■ Task requirements: Reproduce these lines word for word, beginning at the line that contains "One point marks each instance of the dark" and continuing through the end of the lines. Omit the pictures from your answer.

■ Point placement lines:

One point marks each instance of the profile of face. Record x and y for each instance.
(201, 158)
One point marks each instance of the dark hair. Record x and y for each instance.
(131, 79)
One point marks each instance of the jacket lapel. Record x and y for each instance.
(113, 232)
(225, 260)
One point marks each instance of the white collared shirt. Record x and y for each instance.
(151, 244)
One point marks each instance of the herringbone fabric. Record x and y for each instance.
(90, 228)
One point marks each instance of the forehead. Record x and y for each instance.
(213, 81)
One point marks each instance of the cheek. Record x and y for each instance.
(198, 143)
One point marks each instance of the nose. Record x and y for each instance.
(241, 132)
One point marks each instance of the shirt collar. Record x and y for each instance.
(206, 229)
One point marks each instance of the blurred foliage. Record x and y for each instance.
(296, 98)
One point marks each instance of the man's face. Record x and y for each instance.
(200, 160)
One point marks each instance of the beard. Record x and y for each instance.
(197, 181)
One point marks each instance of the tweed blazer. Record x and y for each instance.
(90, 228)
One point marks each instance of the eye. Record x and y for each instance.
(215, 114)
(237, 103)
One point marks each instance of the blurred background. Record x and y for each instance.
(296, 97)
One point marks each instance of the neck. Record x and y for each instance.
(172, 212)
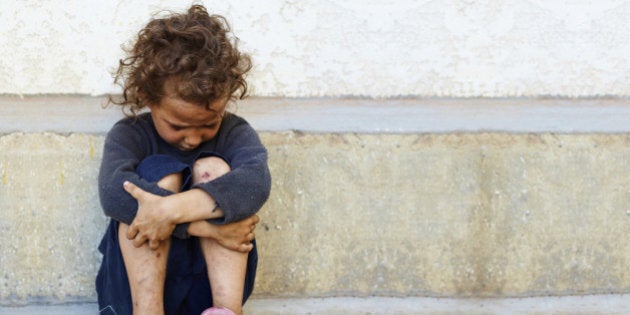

■ Answer to this problem:
One point marks each instance of the dark hair. Record x and y for each instance.
(131, 79)
One point marks each instance of the jacket lapel. Record x and y for each instance.
(113, 232)
(225, 260)
One point marks each instance of the white collared shirt. Record x and y for each instance.
(151, 244)
One point marks each instance of the herringbone fabric. Record x and y for each instance.
(90, 228)
One point marks each instance of the forehead. Record x and y for each instance.
(213, 81)
One point marks each instance of the cheek. Record x and y for each instance.
(198, 143)
One point marks each instance of the nose. Record x and y for each instance.
(241, 132)
One point marks each instance of the shirt collar. Record x and y for each instance.
(206, 229)
One point marks each instance of the blurred foliage. Record x and y for each instance.
(296, 98)
One point marks each instance of the man's face. Record x and y for each instance.
(200, 160)
One point marks each instance of the beard. Record x and y for each instance.
(197, 181)
One point marks each instance of the tweed blazer. Record x and y for each instance.
(90, 228)
One point marks each instance of the eye. Record x and y for each instance.
(215, 114)
(237, 103)
One point marks each instance of the blurred background. Record x and y for each instance.
(296, 97)
One point marks each instance of the neck. Record x and y for each instance.
(172, 212)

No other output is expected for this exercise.